*Task details*. Could you convert the entries below into a JSON list of strings, one string per line, with blank lines omitted?
• • • • • • •
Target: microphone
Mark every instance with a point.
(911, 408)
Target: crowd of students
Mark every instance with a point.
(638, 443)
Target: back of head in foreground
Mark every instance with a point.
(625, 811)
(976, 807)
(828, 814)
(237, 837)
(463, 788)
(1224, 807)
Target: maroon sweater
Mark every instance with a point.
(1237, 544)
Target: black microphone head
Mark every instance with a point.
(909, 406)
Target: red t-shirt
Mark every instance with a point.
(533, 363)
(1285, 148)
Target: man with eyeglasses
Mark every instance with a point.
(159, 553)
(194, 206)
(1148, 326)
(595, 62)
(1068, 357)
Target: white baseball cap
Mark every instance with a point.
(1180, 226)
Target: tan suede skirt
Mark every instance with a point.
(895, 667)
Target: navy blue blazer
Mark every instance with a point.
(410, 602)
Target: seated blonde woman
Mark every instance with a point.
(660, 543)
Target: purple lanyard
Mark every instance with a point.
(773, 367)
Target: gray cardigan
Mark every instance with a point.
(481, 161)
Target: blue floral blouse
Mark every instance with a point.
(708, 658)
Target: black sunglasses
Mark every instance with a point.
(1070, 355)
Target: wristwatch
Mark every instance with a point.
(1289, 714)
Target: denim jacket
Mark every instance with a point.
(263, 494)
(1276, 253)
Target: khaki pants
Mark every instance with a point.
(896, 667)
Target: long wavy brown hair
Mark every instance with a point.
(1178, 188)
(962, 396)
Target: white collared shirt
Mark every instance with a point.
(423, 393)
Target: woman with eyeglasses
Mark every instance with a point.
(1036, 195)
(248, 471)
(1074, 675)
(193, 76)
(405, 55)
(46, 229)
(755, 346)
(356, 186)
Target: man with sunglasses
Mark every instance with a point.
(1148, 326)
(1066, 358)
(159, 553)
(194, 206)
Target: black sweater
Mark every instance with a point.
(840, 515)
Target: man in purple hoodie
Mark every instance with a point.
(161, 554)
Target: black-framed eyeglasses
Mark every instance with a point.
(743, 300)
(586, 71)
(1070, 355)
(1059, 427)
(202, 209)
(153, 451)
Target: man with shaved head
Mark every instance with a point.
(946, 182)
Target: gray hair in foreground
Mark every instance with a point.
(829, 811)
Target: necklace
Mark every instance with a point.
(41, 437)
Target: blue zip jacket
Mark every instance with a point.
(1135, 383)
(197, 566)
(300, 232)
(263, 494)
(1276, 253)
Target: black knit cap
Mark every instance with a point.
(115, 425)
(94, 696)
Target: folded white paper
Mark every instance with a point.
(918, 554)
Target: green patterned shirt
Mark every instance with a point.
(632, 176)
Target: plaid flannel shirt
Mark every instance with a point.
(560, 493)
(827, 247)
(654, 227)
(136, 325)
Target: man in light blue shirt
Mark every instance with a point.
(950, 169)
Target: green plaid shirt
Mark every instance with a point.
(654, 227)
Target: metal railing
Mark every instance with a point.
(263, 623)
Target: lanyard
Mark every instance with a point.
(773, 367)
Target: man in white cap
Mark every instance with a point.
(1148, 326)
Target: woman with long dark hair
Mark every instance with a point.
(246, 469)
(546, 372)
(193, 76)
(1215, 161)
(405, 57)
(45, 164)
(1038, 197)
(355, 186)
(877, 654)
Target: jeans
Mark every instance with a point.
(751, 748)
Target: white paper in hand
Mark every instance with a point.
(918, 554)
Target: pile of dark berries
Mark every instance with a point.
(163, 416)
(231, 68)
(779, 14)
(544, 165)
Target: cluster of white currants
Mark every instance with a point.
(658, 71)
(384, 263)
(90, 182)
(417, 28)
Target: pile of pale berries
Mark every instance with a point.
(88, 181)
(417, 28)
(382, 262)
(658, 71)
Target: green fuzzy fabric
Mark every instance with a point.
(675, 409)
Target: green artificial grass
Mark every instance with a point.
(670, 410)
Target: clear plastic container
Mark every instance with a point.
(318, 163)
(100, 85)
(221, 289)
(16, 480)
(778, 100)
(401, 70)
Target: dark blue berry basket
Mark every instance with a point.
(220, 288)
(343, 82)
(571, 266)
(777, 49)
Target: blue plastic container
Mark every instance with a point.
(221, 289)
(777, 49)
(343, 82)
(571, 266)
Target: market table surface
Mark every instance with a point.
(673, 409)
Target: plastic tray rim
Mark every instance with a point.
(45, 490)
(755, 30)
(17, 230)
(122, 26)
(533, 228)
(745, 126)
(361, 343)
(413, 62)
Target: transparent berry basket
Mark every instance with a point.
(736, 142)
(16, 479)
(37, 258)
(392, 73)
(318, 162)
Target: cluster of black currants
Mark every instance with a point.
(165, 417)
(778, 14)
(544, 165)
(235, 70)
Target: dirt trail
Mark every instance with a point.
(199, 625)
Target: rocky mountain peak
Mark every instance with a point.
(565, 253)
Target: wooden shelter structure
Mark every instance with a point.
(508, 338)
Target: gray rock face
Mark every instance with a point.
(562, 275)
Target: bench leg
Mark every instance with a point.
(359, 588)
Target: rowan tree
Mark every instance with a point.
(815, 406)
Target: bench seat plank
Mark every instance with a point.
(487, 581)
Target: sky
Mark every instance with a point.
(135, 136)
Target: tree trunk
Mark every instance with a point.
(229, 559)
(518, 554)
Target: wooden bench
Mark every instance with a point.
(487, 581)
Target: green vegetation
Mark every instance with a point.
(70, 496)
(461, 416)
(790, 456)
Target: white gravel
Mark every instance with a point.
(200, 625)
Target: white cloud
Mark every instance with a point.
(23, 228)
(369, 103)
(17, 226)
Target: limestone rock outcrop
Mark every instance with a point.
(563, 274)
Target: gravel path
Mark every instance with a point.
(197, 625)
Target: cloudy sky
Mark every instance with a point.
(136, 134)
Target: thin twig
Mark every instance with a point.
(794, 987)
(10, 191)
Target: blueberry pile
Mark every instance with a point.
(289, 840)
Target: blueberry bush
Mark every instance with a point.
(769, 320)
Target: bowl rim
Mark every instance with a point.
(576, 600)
• • • • • • •
*Solution for this exercise*.
[
  "Target: microphone",
  "Mark every instance with a point.",
  "(911, 408)",
  "Target: crowd of students",
  "Mark every instance with a point.",
  "(638, 443)",
  "Target: back of head in foreground",
  "Mark every instance with a point.",
  "(625, 811)",
  "(976, 807)",
  "(828, 814)",
  "(237, 837)",
  "(463, 788)",
  "(1224, 807)",
  "Target: maroon sweater",
  "Mark every instance with a point.",
  "(1237, 544)",
  "Target: black microphone head",
  "Mark every instance with a point.",
  "(909, 406)",
  "Target: red t-shirt",
  "Mark every instance with a point.",
  "(533, 363)",
  "(1285, 148)",
  "Target: man with eyeglasses",
  "Mark every instance with a point.",
  "(159, 553)",
  "(194, 206)",
  "(1148, 326)",
  "(595, 62)",
  "(1068, 357)",
  "Target: white baseball cap",
  "Mark every instance with a point.",
  "(1180, 226)",
  "Target: tan suede skirt",
  "Mark every instance with a point.",
  "(895, 667)",
  "Target: navy blue blazer",
  "Mark every instance with a point.",
  "(410, 602)",
  "Target: seated blonde woman",
  "Mark every instance with a point.",
  "(660, 543)",
  "Target: purple lanyard",
  "Mark every instance with a point.",
  "(773, 367)",
  "Target: gray cardigan",
  "Mark every instance with a point.",
  "(481, 161)",
  "Target: blue floral blouse",
  "Mark every instance with a point.",
  "(708, 658)",
  "Target: black sunglasses",
  "Mark every instance with a point.",
  "(1070, 355)",
  "Target: wristwatch",
  "Mark every instance with a point.",
  "(1289, 714)",
  "Target: denim jacket",
  "Mark every instance with a point.",
  "(263, 494)",
  "(1276, 253)",
  "Target: khaki pants",
  "Mark every instance with a point.",
  "(896, 667)",
  "Target: long wavy brown hair",
  "Mark every instance with a point.",
  "(1178, 188)",
  "(962, 396)",
  "Target: white collared shirt",
  "Mark every instance with a point.",
  "(423, 393)",
  "Target: woman with eyeglasses",
  "Mark every instance with a point.",
  "(1036, 195)",
  "(248, 471)",
  "(1074, 675)",
  "(193, 76)",
  "(405, 55)",
  "(46, 229)",
  "(755, 346)",
  "(356, 186)",
  "Target: man with sunglasses",
  "Mark every instance with a point.",
  "(1148, 326)",
  "(1066, 358)",
  "(159, 553)",
  "(194, 206)",
  "Target: black sweater",
  "Mark every instance with a point.",
  "(840, 515)",
  "Target: man in purple hoodie",
  "Mark every instance with a point.",
  "(161, 554)",
  "Target: black-framed eyeglasses",
  "Mark every instance with a point.",
  "(743, 300)",
  "(586, 71)",
  "(1070, 355)",
  "(1059, 427)",
  "(202, 209)",
  "(153, 451)",
  "Target: man with shaved head",
  "Mark every instance with a point.",
  "(946, 182)",
  "Target: gray hair in foreground",
  "Mark every instance with a point.",
  "(829, 811)",
  "Target: necklace",
  "Mark every instance with a point.",
  "(41, 437)",
  "Target: blue zip jacket",
  "Mark every instance with a point.",
  "(1135, 383)",
  "(197, 566)",
  "(300, 232)",
  "(263, 494)",
  "(1276, 253)",
  "Target: black knit cap",
  "Mark every instance with a point.",
  "(115, 425)",
  "(94, 696)",
  "Target: folded white paper",
  "Mark every instance with a point.",
  "(918, 554)",
  "Target: green patterned shirt",
  "Mark every instance with a point.",
  "(632, 176)",
  "Target: plaid flannel shirt",
  "Mark every instance with a point.",
  "(560, 493)",
  "(827, 247)",
  "(654, 227)",
  "(136, 325)",
  "Target: man in light blue shirt",
  "Mark every instance with a point.",
  "(950, 169)",
  "Target: green plaid shirt",
  "Mark every instance with a point.",
  "(654, 227)",
  "Target: metal railing",
  "Mark every instance with a point.",
  "(263, 623)",
  "Target: lanyard",
  "Mark every instance with a point.",
  "(773, 367)",
  "Target: man in white cap",
  "Mark every instance with a point.",
  "(1148, 326)",
  "Target: woman with long dark hair",
  "Mark every instance with a point.",
  "(246, 469)",
  "(546, 372)",
  "(193, 76)",
  "(1215, 161)",
  "(405, 57)",
  "(45, 164)",
  "(1038, 197)",
  "(355, 186)",
  "(877, 654)",
  "Target: jeans",
  "Mark every instance with a point.",
  "(751, 748)",
  "Target: white paper in hand",
  "Mark every instance with a point.",
  "(918, 554)",
  "Target: pile of dark berries",
  "Mark every instance with a point.",
  "(163, 416)",
  "(231, 68)",
  "(779, 14)",
  "(544, 165)",
  "Target: cluster of white currants",
  "Mark every instance with a point.",
  "(658, 71)",
  "(384, 263)",
  "(90, 182)",
  "(417, 28)",
  "Target: pile of pale berries",
  "Mark every instance with a point.",
  "(88, 181)",
  "(417, 28)",
  "(382, 262)",
  "(658, 71)",
  "Target: green fuzzy fabric",
  "Mark every instance with a point.",
  "(675, 409)",
  "Target: green artificial grass",
  "Mark every instance with a point.",
  "(670, 410)",
  "Target: clear plastic container",
  "Mark every instance with a point.",
  "(318, 163)",
  "(100, 85)",
  "(221, 289)",
  "(16, 480)",
  "(778, 100)",
  "(401, 70)",
  "Target: dark blue berry basket",
  "Mark every instance with a point.",
  "(220, 288)",
  "(343, 82)",
  "(571, 266)",
  "(777, 49)",
  "Target: blue plastic container",
  "Mark every instance with a point.",
  "(221, 289)",
  "(777, 49)",
  "(343, 82)",
  "(571, 266)",
  "Target: market table surface",
  "Mark every instance with a point.",
  "(673, 409)",
  "Target: plastic tray rim",
  "Mark every instance with a point.",
  "(45, 490)",
  "(755, 30)",
  "(17, 230)",
  "(122, 26)",
  "(533, 228)",
  "(745, 126)",
  "(361, 343)",
  "(413, 62)",
  "Target: transparent berry basket",
  "Mark every instance with a point.",
  "(736, 142)",
  "(16, 479)",
  "(37, 258)",
  "(392, 73)",
  "(318, 162)",
  "Target: cluster of black currants",
  "Mark every instance with a point.",
  "(165, 417)",
  "(778, 14)",
  "(544, 165)",
  "(235, 70)",
  "Target: dirt trail",
  "Mark every instance with a point.",
  "(199, 625)",
  "Target: rocky mountain peak",
  "Mark every instance with a point.",
  "(565, 253)",
  "Target: wooden shelter structure",
  "Mark every instance with a point.",
  "(508, 338)",
  "Target: gray rock face",
  "Mark every instance with a point.",
  "(562, 275)",
  "Target: bench leg",
  "Mark every instance with a point.",
  "(359, 588)",
  "Target: rowan tree",
  "Mark every instance with a point.",
  "(815, 406)",
  "Target: bench seat plank",
  "Mark every instance with a point.",
  "(487, 581)",
  "Target: sky",
  "Mark every instance with a point.",
  "(135, 136)",
  "Target: tree trunk",
  "Mark every instance with a point.",
  "(229, 559)",
  "(518, 554)",
  "Target: wooden bench",
  "Mark every instance with a point.",
  "(487, 581)",
  "Target: green vegetation",
  "Mark every instance with a point.",
  "(70, 496)",
  "(461, 416)",
  "(790, 456)",
  "Target: white gravel",
  "Mark every instance with a point.",
  "(200, 625)",
  "Target: white cloud",
  "Mark every instance with a point.",
  "(23, 228)",
  "(369, 103)",
  "(17, 226)",
  "Target: limestone rock outcrop",
  "Mark every instance with a point.",
  "(563, 274)",
  "Target: gravel path",
  "Mark every instance with a point.",
  "(197, 625)",
  "Target: cloudy sky",
  "Mark every instance with a point.",
  "(136, 134)",
  "Target: thin twig",
  "Mark every instance with a point.",
  "(794, 987)",
  "(10, 191)",
  "Target: blueberry pile",
  "Mark every instance with a point.",
  "(289, 840)",
  "Target: blueberry bush",
  "Mark every instance with a point.",
  "(769, 320)",
  "Target: bowl rim",
  "Mark every instance with a point.",
  "(576, 600)"
]